## YOUR ASSIGNMENT:
How many lines of the data contain the string "lichen"? Write the number and nothing more.

## DATA SHOWN:

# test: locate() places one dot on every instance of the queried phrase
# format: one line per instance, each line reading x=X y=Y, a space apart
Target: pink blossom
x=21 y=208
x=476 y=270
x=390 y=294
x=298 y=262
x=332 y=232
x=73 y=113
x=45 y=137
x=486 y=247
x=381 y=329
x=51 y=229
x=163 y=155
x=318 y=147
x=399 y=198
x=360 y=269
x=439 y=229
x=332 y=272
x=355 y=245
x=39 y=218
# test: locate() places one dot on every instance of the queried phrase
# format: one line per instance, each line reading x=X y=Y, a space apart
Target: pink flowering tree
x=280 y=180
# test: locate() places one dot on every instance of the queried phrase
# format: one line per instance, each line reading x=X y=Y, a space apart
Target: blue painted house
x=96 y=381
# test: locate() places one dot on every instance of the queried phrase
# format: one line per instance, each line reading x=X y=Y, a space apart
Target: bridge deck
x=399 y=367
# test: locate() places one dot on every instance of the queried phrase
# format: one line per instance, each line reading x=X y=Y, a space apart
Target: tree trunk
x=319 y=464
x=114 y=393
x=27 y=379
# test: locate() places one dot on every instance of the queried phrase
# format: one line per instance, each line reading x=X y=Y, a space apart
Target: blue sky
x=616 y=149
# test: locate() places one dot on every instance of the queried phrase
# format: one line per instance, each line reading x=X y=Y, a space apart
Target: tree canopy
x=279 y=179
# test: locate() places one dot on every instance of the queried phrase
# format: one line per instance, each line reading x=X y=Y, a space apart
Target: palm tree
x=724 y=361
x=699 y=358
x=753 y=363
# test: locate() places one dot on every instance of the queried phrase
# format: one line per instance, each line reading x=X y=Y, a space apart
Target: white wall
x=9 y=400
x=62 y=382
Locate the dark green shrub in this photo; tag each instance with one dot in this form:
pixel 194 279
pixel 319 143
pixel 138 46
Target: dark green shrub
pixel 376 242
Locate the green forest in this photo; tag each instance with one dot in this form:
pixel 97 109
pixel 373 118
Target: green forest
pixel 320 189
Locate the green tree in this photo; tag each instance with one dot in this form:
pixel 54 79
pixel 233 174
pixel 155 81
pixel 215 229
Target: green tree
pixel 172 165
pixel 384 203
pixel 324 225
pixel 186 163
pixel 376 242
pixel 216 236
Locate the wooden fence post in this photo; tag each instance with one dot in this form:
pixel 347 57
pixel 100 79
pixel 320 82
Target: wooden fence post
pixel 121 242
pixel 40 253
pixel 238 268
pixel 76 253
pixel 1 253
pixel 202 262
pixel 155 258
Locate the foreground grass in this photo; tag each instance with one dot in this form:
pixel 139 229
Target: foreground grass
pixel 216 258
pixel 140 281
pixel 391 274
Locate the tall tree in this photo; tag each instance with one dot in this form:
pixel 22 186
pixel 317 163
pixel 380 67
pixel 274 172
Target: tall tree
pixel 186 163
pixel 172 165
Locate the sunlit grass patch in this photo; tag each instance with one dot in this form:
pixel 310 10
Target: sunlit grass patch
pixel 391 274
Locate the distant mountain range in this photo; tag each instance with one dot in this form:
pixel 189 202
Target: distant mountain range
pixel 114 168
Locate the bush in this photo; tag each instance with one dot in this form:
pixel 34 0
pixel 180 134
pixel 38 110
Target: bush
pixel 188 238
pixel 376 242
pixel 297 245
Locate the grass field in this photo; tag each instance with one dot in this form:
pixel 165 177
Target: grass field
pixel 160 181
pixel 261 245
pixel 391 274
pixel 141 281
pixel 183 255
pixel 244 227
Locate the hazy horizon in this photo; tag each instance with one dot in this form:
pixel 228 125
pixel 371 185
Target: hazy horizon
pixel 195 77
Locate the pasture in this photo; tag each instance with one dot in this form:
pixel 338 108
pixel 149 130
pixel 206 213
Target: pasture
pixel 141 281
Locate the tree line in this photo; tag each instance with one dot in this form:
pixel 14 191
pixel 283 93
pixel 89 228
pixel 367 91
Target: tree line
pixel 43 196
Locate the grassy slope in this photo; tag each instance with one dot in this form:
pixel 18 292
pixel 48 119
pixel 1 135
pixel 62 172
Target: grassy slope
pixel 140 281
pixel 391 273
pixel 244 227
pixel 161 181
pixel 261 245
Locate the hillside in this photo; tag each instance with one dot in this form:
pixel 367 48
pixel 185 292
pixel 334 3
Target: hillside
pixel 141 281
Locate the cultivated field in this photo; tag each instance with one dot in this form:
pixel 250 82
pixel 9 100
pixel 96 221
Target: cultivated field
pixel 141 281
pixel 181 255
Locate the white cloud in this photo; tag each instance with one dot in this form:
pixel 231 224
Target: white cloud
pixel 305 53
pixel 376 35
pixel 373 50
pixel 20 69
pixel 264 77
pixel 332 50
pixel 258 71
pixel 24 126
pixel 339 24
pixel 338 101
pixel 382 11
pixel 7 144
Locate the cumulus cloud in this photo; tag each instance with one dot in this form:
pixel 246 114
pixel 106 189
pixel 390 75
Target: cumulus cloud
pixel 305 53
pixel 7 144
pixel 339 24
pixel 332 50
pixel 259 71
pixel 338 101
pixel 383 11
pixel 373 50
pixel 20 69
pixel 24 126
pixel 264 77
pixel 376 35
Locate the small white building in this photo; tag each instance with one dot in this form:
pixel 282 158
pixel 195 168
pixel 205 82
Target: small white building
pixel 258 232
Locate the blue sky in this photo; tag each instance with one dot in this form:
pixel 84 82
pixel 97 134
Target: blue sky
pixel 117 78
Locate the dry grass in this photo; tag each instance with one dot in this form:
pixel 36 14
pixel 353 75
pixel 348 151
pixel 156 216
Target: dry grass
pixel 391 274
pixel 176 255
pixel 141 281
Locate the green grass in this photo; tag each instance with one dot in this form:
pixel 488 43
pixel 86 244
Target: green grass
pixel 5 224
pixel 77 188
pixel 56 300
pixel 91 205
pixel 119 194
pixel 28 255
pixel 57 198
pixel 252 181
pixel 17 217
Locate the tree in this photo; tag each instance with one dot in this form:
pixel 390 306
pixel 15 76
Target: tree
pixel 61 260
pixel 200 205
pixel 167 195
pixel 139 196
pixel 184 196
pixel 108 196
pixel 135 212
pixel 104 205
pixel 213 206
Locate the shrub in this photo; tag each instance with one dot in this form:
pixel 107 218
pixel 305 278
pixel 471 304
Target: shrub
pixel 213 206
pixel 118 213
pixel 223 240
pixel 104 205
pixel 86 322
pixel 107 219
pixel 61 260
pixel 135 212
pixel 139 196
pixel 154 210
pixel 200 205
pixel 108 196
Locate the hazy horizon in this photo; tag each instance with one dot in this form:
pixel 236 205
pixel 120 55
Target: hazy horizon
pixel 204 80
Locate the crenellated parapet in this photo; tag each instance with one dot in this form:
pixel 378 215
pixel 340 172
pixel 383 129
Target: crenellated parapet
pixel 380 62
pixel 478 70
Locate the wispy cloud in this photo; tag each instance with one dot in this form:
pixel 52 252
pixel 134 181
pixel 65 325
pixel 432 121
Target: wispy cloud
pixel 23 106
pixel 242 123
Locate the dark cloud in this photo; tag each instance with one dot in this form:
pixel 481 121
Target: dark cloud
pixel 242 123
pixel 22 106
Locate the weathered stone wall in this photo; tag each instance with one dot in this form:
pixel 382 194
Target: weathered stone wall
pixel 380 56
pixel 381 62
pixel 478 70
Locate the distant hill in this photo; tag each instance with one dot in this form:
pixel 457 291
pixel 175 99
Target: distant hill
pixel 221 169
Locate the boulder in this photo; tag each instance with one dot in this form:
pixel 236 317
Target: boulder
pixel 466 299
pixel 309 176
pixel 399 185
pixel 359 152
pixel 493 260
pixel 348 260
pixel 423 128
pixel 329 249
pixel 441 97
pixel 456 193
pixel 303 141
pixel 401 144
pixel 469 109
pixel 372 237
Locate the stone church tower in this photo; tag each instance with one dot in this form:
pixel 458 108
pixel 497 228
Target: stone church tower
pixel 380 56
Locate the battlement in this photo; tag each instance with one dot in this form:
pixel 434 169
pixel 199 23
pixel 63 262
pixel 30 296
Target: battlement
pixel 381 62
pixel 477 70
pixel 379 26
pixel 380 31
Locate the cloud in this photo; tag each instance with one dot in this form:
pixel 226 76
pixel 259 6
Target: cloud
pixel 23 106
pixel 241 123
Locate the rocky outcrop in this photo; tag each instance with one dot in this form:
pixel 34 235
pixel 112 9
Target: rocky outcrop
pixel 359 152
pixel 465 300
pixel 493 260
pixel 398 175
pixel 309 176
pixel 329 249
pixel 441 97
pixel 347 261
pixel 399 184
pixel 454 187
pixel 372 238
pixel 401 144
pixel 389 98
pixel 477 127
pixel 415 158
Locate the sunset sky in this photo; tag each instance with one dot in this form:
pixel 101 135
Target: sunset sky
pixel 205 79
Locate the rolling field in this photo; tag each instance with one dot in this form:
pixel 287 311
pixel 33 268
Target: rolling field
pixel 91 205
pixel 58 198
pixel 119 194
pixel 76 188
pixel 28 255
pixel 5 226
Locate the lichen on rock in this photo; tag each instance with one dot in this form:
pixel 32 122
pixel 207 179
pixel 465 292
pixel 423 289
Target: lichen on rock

## COMPLETED EXERCISE:
2